#### Material provided

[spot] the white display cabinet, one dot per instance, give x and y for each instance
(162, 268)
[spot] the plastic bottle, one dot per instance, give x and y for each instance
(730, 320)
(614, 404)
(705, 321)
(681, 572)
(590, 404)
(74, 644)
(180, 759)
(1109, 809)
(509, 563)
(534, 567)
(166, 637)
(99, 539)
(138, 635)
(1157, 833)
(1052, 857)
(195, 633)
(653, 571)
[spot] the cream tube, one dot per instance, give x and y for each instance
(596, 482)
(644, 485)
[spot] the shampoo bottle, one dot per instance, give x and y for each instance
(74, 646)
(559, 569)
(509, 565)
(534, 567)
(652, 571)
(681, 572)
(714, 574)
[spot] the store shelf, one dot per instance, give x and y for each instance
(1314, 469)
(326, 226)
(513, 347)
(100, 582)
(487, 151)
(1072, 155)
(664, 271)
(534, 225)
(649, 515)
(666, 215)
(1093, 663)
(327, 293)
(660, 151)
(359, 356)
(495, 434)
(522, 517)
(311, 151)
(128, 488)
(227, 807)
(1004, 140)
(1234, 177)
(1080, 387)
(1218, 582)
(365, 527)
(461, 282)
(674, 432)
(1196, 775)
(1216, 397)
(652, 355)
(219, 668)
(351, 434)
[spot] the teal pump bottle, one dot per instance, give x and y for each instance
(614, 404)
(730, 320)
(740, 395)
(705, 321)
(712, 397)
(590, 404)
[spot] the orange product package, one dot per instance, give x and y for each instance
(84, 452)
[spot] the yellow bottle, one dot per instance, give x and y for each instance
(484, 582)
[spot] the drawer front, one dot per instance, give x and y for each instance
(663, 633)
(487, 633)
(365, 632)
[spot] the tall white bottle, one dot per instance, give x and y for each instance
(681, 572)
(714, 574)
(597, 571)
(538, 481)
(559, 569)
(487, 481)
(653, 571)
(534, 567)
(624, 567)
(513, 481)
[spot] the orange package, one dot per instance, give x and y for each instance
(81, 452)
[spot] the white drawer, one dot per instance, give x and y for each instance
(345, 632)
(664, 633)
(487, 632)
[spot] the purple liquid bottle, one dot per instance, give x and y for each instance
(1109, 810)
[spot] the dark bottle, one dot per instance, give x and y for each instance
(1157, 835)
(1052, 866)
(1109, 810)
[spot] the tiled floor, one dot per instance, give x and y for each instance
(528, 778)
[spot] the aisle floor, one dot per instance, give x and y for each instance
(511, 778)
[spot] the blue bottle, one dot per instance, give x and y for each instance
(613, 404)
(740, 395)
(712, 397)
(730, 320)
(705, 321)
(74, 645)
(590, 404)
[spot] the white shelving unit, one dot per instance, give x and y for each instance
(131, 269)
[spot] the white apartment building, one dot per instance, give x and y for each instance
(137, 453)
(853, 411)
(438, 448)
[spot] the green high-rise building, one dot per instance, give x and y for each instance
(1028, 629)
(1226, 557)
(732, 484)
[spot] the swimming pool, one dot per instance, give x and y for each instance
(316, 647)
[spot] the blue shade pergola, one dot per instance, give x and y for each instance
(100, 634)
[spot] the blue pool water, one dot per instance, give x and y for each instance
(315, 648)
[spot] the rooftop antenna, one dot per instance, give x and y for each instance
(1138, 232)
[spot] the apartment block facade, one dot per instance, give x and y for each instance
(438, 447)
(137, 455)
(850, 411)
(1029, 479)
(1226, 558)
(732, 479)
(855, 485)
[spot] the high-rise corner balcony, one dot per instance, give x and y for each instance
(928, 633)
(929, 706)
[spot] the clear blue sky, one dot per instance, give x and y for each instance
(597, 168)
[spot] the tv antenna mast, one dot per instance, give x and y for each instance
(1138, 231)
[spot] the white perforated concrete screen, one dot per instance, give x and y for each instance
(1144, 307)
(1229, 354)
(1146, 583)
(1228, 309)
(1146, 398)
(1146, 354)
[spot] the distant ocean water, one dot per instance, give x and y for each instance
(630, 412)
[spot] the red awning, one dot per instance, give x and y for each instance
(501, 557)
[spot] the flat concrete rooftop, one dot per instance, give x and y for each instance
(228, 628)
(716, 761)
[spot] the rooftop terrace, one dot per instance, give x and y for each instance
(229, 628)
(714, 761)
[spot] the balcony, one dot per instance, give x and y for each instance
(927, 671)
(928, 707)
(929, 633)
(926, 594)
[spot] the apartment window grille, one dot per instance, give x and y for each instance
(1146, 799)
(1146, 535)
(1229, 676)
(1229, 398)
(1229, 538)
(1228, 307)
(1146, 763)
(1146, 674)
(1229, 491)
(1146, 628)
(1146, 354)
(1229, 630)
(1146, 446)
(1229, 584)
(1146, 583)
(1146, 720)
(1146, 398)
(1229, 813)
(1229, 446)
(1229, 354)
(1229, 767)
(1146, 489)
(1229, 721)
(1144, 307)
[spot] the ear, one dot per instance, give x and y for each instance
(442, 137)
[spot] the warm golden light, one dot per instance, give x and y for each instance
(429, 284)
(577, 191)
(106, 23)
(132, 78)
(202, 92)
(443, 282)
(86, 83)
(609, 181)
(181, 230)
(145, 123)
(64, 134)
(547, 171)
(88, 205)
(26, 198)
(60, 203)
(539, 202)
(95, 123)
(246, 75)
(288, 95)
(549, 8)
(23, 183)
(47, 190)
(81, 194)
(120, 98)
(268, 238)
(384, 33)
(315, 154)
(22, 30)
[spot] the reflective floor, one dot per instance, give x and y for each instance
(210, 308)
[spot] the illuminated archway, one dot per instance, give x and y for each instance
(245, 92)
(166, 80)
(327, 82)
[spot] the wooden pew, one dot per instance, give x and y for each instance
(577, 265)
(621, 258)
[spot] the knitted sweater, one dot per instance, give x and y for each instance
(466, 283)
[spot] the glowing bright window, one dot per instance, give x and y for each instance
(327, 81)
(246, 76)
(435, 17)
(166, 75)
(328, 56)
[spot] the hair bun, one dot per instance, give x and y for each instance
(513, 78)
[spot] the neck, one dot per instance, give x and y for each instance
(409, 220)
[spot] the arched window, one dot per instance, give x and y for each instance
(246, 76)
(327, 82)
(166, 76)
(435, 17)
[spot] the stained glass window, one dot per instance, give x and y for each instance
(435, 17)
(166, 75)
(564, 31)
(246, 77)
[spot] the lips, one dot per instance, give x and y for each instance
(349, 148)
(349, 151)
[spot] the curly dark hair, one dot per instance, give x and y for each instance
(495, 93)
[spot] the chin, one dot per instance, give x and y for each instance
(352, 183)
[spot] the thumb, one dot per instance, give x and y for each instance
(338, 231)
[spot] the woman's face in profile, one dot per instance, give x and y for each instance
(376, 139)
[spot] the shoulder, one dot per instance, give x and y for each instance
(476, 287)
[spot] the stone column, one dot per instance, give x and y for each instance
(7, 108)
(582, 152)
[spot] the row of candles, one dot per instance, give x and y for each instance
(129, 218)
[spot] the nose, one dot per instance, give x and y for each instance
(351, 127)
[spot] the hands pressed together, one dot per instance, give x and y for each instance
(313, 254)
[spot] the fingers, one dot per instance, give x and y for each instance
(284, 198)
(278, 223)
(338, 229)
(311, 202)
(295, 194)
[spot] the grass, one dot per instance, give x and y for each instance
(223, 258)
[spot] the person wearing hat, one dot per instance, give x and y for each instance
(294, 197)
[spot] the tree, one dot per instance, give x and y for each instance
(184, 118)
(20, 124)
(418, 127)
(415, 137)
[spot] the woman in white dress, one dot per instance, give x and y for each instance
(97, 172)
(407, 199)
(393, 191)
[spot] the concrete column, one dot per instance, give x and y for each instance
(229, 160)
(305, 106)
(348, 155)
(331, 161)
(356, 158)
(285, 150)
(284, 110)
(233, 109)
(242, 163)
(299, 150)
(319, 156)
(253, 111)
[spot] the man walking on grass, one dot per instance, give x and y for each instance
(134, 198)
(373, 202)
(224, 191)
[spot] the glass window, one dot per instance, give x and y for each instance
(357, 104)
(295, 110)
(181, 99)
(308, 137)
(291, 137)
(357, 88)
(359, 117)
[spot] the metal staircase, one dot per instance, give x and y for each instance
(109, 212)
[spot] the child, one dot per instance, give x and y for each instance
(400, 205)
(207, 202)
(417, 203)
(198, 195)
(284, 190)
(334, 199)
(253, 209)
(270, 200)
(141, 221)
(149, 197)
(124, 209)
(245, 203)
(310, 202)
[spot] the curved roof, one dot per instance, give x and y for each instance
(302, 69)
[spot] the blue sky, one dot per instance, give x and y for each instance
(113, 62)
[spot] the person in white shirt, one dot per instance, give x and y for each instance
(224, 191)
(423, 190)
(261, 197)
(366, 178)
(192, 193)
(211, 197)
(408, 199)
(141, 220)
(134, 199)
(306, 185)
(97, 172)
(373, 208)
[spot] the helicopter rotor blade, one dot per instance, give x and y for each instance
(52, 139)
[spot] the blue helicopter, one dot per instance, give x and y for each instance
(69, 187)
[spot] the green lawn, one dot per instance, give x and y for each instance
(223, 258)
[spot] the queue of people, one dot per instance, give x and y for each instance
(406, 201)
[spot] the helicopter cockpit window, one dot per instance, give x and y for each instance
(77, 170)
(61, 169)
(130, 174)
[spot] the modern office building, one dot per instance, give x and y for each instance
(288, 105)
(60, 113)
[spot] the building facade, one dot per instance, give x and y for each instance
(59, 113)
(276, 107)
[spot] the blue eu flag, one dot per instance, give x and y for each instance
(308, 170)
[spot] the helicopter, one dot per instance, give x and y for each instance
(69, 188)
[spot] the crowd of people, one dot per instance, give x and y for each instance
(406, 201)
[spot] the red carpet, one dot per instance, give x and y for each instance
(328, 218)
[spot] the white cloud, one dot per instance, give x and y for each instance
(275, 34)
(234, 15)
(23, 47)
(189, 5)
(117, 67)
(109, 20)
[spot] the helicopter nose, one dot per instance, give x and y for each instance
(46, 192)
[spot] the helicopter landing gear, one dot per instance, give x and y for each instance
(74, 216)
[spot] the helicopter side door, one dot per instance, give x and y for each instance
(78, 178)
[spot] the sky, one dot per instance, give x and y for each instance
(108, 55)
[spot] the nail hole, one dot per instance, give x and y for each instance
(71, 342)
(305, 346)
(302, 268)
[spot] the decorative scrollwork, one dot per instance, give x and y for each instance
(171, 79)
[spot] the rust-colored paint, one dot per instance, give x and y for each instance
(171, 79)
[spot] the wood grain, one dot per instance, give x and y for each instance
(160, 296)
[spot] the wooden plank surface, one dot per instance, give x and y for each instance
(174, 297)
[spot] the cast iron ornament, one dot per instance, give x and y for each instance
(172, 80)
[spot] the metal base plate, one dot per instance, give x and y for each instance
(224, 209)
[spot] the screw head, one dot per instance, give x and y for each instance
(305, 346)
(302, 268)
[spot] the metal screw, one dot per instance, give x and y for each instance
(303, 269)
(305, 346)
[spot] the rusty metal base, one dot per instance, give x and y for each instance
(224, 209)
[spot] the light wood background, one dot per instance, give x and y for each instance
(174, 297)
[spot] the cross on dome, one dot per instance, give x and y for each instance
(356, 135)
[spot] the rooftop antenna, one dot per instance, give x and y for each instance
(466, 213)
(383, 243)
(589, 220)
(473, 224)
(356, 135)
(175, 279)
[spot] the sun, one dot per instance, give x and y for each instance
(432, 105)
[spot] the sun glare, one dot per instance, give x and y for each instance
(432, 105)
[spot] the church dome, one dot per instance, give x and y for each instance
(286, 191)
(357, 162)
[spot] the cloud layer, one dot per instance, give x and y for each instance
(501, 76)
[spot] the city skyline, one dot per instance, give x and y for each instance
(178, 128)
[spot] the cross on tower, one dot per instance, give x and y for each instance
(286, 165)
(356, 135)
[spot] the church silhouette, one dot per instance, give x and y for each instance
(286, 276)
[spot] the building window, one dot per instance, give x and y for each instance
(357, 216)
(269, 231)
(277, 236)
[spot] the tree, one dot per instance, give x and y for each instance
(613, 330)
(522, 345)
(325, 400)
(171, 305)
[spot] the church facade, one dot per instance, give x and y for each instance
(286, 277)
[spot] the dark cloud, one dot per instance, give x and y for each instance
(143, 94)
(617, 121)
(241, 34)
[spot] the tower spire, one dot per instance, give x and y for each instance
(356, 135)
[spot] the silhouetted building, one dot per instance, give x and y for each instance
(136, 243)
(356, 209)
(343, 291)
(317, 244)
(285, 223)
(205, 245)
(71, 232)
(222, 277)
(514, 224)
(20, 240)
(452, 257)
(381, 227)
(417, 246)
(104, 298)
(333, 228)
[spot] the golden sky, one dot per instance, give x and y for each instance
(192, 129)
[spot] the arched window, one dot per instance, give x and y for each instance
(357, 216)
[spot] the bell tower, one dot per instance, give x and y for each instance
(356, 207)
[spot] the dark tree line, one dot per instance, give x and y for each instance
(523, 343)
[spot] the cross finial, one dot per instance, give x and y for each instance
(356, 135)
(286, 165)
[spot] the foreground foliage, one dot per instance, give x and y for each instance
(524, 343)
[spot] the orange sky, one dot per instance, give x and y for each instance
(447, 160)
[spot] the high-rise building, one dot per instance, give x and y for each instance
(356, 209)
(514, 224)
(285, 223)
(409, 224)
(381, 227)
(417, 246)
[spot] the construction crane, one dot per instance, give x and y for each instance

########

Description of the task :: Every line from the one holding "[spot] the bell" through the final line of the listing must be echoed exactly; leave out all other lines.

Completed exercise ::
[spot] the bell tower, one dot per instance, give x and y for each instance
(356, 207)
[spot] the dark tree line, one dot per instance, give x and y for each instance
(523, 343)
[spot] the cross finial, one dot per instance, give x and y for each instance
(356, 135)
(286, 165)
[spot] the foreground foliage, one dot per instance, give x and y for each instance
(524, 343)
[spot] the orange sky, one dot per instance, give x and y for each instance
(447, 160)
[spot] the high-rise building, one dot per instance, give x and y for each instance
(356, 209)
(514, 224)
(285, 223)
(409, 224)
(381, 227)
(417, 246)
[spot] the construction crane, one dot per instance, give x and y for each instance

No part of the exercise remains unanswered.